Exercise data ::
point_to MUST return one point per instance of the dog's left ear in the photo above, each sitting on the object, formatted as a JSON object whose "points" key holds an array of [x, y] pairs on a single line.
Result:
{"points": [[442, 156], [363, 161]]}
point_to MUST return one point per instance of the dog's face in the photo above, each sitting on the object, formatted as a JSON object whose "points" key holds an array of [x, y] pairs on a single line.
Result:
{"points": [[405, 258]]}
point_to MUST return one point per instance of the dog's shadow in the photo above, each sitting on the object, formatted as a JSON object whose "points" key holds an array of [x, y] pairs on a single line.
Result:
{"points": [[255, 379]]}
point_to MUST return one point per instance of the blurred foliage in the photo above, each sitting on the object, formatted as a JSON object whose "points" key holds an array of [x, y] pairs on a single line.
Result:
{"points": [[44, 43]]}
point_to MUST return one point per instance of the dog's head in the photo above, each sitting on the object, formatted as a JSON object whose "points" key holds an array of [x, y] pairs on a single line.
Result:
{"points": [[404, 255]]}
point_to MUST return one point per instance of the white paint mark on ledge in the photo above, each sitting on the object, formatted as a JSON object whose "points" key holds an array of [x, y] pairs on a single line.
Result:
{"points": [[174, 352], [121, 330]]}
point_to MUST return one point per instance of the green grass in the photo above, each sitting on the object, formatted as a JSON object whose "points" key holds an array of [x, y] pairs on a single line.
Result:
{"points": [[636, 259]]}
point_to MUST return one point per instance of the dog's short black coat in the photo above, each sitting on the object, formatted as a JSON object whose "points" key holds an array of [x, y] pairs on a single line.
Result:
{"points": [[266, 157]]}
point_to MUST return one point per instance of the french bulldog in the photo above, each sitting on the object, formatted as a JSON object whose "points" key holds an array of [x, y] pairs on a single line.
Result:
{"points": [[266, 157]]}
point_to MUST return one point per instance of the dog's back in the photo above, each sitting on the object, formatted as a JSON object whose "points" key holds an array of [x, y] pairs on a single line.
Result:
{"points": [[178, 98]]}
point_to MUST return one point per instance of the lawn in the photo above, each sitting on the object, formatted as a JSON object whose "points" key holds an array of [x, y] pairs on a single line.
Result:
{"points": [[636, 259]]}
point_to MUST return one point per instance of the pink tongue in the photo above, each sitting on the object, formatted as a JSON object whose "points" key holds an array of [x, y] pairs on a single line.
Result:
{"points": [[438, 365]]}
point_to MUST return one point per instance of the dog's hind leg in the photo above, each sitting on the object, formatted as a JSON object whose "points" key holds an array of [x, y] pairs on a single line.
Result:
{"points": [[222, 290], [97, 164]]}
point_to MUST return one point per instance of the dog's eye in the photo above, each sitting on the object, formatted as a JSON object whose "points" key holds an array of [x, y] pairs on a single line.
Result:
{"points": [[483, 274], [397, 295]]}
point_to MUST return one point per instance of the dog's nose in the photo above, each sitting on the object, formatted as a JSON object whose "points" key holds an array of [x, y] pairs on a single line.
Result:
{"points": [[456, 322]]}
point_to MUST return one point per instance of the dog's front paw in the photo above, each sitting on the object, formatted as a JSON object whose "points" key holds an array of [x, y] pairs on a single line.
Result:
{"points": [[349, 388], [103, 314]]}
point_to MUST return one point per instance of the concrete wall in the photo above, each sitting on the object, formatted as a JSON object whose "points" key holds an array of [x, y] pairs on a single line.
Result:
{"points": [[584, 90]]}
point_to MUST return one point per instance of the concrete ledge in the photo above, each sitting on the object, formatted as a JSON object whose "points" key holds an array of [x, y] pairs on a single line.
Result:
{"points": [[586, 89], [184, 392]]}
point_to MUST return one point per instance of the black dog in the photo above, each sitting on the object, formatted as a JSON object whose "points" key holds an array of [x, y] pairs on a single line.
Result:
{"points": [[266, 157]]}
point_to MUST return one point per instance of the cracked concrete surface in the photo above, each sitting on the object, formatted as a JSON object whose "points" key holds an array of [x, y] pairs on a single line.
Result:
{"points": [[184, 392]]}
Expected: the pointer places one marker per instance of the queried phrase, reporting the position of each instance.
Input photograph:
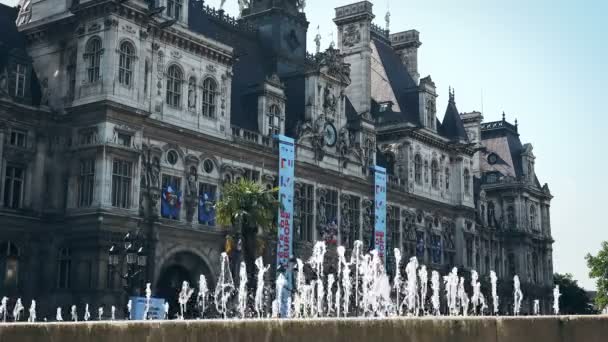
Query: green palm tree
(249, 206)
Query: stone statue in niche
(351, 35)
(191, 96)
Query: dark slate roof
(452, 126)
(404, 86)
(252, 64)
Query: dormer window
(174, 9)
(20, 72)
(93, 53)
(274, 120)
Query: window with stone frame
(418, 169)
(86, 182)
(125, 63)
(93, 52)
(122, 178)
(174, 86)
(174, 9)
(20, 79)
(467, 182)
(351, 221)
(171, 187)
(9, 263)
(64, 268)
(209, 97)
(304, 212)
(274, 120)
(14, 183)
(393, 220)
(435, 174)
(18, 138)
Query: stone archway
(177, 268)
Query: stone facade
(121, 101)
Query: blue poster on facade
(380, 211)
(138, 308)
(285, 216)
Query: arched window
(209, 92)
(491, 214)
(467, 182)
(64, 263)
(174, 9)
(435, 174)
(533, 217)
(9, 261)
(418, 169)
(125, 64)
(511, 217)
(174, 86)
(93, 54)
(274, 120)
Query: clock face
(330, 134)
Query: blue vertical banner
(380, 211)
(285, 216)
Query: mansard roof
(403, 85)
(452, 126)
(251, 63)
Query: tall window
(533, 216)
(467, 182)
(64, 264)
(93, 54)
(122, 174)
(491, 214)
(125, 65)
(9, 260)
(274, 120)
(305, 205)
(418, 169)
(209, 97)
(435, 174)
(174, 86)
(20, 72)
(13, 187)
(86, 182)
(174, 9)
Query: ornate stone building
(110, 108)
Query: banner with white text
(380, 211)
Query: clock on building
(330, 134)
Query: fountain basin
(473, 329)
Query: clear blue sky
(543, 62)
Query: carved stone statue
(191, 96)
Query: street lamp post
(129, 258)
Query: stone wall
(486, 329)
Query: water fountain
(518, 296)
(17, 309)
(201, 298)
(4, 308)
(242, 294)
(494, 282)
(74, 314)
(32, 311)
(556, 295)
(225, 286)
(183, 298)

What you need to do :: Copy out the lines from the line containing "Query: clock face" to the end of the listing above, without alteration.

Written answer ::
Query: clock face
(330, 134)
Query: blue vertical banner
(380, 211)
(285, 216)
Query: mansard roof
(403, 85)
(452, 126)
(251, 63)
Query: tall window
(533, 216)
(467, 182)
(64, 264)
(93, 54)
(122, 174)
(491, 214)
(125, 65)
(9, 260)
(274, 120)
(305, 205)
(418, 169)
(209, 97)
(435, 174)
(174, 86)
(20, 72)
(13, 187)
(86, 182)
(174, 9)
Query: ornate stone building
(110, 108)
Query: banner with white text
(380, 211)
Query: clock on building
(330, 134)
Query: fountain basin
(473, 329)
Query: clear blue sky
(543, 62)
Query: carved stone statue
(191, 96)
Query: street lamp post
(129, 258)
Query: stone wall
(486, 329)
Query: water fountain
(518, 296)
(17, 309)
(201, 298)
(4, 308)
(242, 294)
(494, 282)
(74, 314)
(32, 311)
(556, 295)
(225, 286)
(183, 298)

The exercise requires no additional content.